- Supplied data -
## begin
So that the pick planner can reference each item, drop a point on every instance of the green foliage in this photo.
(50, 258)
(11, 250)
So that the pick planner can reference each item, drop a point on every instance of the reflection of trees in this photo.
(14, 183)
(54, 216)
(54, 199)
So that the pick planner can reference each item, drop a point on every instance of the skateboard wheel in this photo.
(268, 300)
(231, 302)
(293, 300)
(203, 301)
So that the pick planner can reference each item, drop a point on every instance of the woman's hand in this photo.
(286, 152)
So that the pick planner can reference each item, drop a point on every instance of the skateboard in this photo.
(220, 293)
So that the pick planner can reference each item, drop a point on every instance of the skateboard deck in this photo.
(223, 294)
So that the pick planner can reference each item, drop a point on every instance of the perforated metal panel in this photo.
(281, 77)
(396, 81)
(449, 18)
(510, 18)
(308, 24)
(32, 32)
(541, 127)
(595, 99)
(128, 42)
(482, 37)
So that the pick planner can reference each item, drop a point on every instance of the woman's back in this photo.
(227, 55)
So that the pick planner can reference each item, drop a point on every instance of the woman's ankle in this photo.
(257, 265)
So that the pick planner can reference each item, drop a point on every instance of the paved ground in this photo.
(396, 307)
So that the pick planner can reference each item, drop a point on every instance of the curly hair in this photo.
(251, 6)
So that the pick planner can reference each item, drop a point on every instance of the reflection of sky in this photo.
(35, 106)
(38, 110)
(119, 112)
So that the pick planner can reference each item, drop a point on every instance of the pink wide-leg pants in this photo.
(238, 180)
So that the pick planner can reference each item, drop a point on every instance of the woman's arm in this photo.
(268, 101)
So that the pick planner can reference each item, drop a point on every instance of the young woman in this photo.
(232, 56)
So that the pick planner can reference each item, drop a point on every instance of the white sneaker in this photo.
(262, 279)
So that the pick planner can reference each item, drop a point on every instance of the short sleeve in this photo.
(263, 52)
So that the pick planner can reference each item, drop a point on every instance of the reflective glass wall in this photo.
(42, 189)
## end
Print all of the data exactly as it was given.

- Solution for this problem -
So that the pick planner can reference each item, drop a point on every instance of the green foliage in this photo.
(50, 258)
(11, 250)
So that the pick planner can reference each item, drop a point on every instance of the reflection of trees in this photo.
(14, 183)
(54, 216)
(54, 199)
So that the pick planner can reference each item, drop a point on every instance of the skateboard wheel in this photo.
(268, 300)
(231, 302)
(293, 300)
(203, 301)
So that the pick planner can reference each item, drop a point on every instance of the woman's hand in this photo.
(286, 152)
So that the pick planner can reference each item, drop a point on every instance of the skateboard in this photo.
(220, 293)
So that the pick planner can reference each item, drop a point on every instance of the skateboard deck in this photo.
(223, 294)
So that the pick planner can reference each item, drop a point on every instance of the perforated metal panel in this photo.
(281, 77)
(396, 81)
(449, 18)
(510, 18)
(308, 24)
(32, 32)
(541, 127)
(595, 99)
(128, 42)
(482, 37)
So that the pick planner can reference each item, drop a point on every instance of the woman's back in this photo.
(227, 55)
So that the pick planner can reference each item, drop a point on every instance of the woman's ankle in this photo.
(257, 265)
So that the pick planner can reference each item, drop a point on every instance of the paved ground in this photo.
(396, 307)
So that the pick planner can reference each item, drop a point on every instance of the curly hair in this photo.
(251, 6)
So that the pick planner can reference each item, drop a point on every instance of the reflection of sky in this photo.
(35, 106)
(38, 110)
(119, 112)
So that the pick planner can reference each item, drop a point on every instance of the pink wide-leg pants in this photo.
(238, 180)
So that the pick planner can reference each item, drop a point on every instance of the woman's arm in this photo.
(268, 101)
So that the pick planner can reference each item, drop a point on every instance of the young woman in this photo.
(232, 56)
So that the pick planner can reference each item, drop a point on every instance of the white sneaker in this photo.
(262, 279)
So that the pick planner can reference each item, drop a point on every instance of the short sleeve in this photo.
(263, 52)
So that the pick planner can reference each item, drop a point on every instance of the reflective glass wall in this photo.
(42, 189)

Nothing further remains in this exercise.